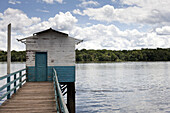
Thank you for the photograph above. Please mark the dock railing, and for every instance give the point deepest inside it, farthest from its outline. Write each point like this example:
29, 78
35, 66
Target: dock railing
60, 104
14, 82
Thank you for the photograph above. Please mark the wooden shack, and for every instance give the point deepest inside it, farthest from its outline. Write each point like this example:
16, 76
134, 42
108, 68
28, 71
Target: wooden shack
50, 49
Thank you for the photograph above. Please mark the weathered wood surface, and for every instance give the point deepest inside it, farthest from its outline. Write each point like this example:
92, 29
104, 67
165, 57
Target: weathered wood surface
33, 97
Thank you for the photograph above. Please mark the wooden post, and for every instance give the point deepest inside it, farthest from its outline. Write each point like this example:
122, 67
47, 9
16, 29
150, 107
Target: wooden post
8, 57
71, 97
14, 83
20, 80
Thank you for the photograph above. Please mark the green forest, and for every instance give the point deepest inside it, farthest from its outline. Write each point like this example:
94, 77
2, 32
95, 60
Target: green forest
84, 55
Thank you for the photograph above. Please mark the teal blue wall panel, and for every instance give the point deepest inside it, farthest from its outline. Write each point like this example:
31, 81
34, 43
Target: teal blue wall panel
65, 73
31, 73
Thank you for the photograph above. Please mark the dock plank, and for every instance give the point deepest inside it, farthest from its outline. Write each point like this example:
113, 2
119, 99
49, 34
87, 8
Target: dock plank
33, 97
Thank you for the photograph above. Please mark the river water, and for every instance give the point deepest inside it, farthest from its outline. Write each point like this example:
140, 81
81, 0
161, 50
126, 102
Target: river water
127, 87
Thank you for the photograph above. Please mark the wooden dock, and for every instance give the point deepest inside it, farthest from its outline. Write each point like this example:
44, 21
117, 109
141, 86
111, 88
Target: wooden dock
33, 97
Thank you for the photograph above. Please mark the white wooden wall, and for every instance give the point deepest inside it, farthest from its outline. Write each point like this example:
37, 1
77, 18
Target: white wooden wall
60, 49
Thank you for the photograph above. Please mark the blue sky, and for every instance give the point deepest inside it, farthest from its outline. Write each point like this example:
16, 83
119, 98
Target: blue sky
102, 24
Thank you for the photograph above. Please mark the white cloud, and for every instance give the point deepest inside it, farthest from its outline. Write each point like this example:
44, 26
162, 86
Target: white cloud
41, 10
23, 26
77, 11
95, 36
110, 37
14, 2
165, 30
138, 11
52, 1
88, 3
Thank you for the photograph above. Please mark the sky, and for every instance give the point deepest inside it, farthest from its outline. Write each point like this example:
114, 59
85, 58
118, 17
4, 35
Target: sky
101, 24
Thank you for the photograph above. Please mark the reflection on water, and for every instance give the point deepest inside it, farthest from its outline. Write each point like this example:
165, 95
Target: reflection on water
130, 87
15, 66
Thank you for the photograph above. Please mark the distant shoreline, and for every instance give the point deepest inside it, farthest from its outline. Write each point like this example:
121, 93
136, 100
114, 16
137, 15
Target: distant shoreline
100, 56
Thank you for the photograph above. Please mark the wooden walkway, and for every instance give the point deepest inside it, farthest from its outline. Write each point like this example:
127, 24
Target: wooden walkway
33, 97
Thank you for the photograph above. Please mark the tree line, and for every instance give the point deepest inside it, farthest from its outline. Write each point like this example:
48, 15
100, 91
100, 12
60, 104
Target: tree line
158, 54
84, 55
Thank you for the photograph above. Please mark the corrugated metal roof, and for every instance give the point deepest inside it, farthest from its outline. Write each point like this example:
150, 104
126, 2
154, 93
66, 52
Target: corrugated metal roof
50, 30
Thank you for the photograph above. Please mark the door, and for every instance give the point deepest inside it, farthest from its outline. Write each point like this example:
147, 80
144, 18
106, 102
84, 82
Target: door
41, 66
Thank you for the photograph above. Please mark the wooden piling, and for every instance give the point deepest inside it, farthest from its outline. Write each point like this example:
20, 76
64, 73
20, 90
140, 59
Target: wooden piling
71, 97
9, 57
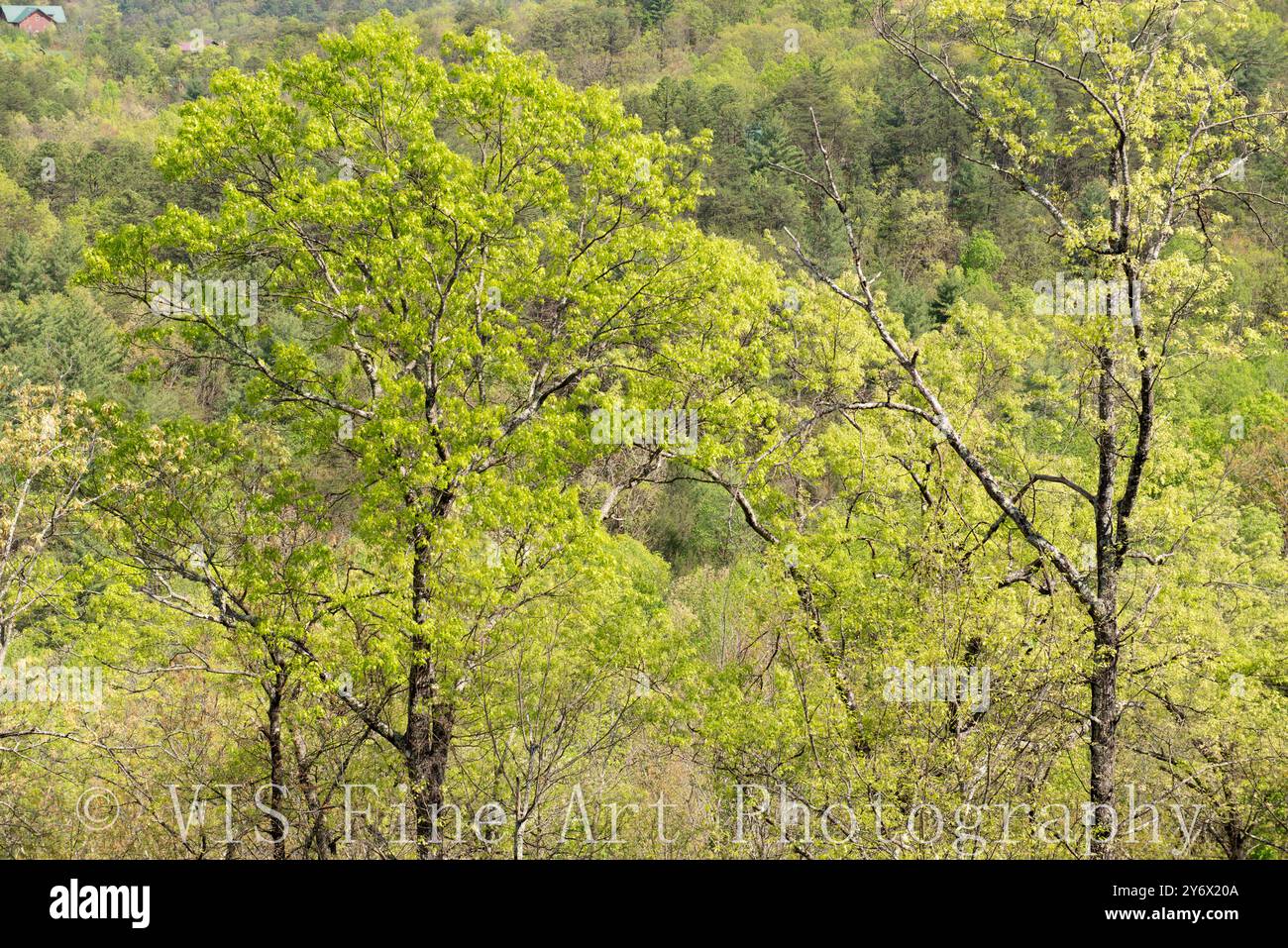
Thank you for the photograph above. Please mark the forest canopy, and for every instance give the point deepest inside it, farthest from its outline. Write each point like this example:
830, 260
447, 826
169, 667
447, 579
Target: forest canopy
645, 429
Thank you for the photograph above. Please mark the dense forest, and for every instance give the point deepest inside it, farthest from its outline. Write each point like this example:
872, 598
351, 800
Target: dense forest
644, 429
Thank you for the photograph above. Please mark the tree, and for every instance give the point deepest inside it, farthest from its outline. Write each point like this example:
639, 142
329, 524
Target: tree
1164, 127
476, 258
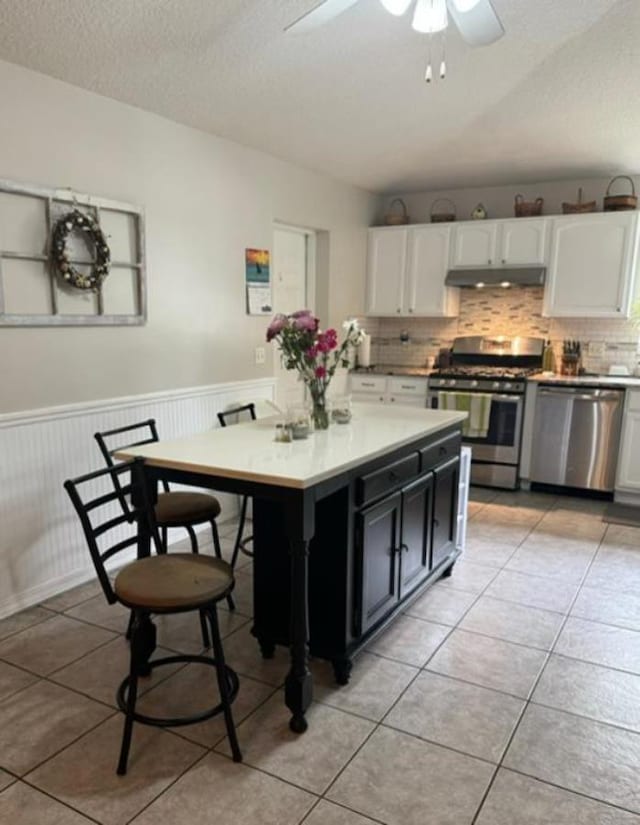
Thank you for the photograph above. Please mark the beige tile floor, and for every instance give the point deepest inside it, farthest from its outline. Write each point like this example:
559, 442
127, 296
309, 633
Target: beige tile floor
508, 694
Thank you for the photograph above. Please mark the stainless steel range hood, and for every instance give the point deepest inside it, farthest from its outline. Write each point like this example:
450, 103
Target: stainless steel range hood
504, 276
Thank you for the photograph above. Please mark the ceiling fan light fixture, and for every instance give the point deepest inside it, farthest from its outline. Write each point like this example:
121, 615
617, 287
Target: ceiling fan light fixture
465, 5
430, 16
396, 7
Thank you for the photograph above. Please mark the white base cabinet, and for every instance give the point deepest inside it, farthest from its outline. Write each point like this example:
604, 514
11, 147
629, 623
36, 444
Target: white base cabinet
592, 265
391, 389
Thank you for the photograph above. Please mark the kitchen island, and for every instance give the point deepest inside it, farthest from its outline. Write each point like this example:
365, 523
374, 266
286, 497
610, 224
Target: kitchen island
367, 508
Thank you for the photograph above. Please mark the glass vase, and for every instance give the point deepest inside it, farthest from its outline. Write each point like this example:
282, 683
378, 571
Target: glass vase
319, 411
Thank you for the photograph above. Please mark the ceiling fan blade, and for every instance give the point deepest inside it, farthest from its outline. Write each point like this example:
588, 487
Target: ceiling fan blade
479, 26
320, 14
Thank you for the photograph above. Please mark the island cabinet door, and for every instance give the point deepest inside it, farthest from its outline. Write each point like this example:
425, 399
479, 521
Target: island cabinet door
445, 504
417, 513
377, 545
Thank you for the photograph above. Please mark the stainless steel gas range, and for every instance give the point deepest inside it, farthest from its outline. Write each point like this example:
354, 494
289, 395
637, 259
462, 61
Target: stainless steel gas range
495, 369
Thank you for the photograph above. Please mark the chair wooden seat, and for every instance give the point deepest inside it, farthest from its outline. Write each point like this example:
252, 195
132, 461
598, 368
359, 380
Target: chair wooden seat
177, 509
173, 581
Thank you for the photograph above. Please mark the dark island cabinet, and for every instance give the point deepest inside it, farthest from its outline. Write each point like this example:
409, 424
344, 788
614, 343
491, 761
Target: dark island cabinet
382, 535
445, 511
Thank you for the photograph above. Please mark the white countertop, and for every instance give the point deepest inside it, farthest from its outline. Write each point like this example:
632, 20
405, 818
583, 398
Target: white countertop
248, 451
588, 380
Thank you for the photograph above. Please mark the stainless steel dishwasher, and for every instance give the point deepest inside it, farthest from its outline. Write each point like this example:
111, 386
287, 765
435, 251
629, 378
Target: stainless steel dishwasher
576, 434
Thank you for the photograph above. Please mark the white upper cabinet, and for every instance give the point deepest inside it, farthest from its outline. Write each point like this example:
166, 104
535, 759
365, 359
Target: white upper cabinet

● WHAT YOU HAVE TO DO:
Beginning at the line that contains "Thank you for the photograph above. Please mark the chair", retype each line of the listing up to and including the last one, exactly as it stands, and nothing else.

● RESULT OF THIS EXERCISE:
Thank you for the photograph above. Please mark the chair wooden seat, and for every instance give the point deepest inside it, farthest from its outline. Write each point like this example:
252, 195
132, 461
598, 368
359, 380
Target: chair wooden seat
177, 509
173, 581
Thank you for the photograph above. Please mark the dark island cabinet, and for every instance give the point deepest inside it, farthest from its outline. Write each point like this example:
409, 424
344, 788
614, 343
491, 761
Target: dark island cabinet
382, 535
445, 511
Thank you for the photograph above. Please mark the white countertop, and for every instance give the point deepest inside it, farthest from its outline. Write each point like this example:
632, 20
405, 818
583, 398
Target: white countertop
248, 451
588, 380
Thank you for the photograph above. Please mark the stainless steel dishwasher, and for every instance give the point deepest inside it, farthest from its outline. Write each point like this example:
111, 386
287, 765
435, 251
629, 378
Target: stainless steel dishwasher
576, 434
Thank you for the photograph above. Please mark the white upper cabinet, and for every instance give the point deepest inside it, farthest from its outline. Write each point like this example:
166, 104
535, 759
365, 359
Target: white upper cabinet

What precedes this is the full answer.